▼▼▼
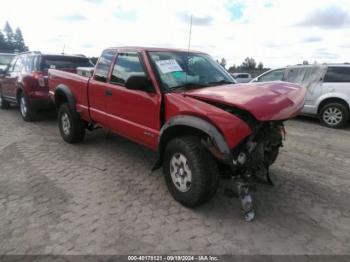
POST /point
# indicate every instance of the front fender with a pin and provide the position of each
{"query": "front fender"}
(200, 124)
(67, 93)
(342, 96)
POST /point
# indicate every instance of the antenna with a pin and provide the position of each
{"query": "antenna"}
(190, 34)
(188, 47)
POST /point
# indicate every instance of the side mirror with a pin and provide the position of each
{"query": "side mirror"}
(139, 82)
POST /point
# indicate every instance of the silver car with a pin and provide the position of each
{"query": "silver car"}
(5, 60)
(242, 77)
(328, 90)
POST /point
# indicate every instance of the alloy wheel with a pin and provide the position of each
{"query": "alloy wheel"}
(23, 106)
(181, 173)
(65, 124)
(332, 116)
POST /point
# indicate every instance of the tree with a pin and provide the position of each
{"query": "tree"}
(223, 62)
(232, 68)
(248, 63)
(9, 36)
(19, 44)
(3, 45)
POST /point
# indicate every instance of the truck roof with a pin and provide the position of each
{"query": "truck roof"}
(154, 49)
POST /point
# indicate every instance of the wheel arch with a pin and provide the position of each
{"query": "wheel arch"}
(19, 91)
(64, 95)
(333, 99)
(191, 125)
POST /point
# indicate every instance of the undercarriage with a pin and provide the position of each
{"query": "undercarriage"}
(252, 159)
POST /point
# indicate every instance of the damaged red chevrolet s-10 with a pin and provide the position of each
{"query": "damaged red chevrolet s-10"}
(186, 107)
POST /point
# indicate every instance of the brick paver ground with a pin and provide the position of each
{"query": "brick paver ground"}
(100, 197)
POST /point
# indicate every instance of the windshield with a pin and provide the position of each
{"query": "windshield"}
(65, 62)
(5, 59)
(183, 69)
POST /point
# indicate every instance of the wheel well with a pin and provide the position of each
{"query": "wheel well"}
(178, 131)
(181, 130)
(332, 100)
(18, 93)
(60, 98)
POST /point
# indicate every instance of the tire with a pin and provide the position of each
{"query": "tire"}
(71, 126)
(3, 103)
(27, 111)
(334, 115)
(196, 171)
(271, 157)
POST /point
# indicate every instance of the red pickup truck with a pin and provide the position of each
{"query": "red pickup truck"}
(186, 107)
▲▲▲
Return each entry above unchanged. Leave the pictures out.

POST /point
# indicate every instance of the front fender with a pin and provide the position of each
{"query": "front fender"}
(200, 124)
(67, 93)
(342, 96)
POST /point
# indicate every instance of the antenna with a pin and provide the position of each
{"query": "antenna"}
(190, 34)
(188, 47)
POST /point
# indicate every instance of the side mirror with a pin and provide the position of each
{"query": "side mirror"}
(139, 82)
POST /point
# indicate every instance of the silver car with a pin and provide the position of each
{"query": "silver car"}
(5, 60)
(242, 77)
(328, 90)
POST /point
# indicate every instance of the alloy wheel with a pin and provide the position of each
{"query": "alloy wheel"}
(23, 106)
(181, 173)
(65, 124)
(332, 116)
POST /point
# indicate every instance of the tree with a pin and provide the position of each
{"query": "tree"}
(223, 62)
(232, 68)
(248, 63)
(9, 36)
(19, 44)
(3, 45)
POST /point
# indicate every instance of the truck roof with a pin and provide the position of each
{"query": "truck roof"}
(154, 49)
POST /point
# indicate every instance of the wheel arch with a pin and provide the position of each
{"query": "wheel arch"}
(19, 91)
(64, 95)
(333, 99)
(191, 125)
POST /point
# indicate every instance of the undercarriage with a pin and provide the position of each
{"query": "undercarriage"}
(252, 159)
POST /point
# indicate every instance of the damaged red chevrolet s-10 with a pin and provide the position of each
{"query": "damaged red chevrolet s-10"}
(186, 107)
POST /point
# indicate every instance of the brick paver ground with a pin and provide the position of each
{"query": "brick paver ground"}
(100, 197)
POST /point
# indicate every instance of the windshield with a pin and provide the position of each
{"query": "windshield"}
(65, 62)
(5, 59)
(183, 69)
POST /point
# indicate every instance of the wheel well with a pin and provide the position of each
{"query": "wheel well"}
(178, 131)
(181, 130)
(332, 100)
(18, 93)
(60, 98)
POST /point
# indicate every instance of the tire with a pin and provide the position of each
{"query": "tire"}
(71, 126)
(3, 103)
(27, 111)
(334, 115)
(196, 171)
(271, 157)
POST /point
# indicate every instance of the red pickup truck with a pin and provide the position of each
{"query": "red pickup truck"}
(186, 107)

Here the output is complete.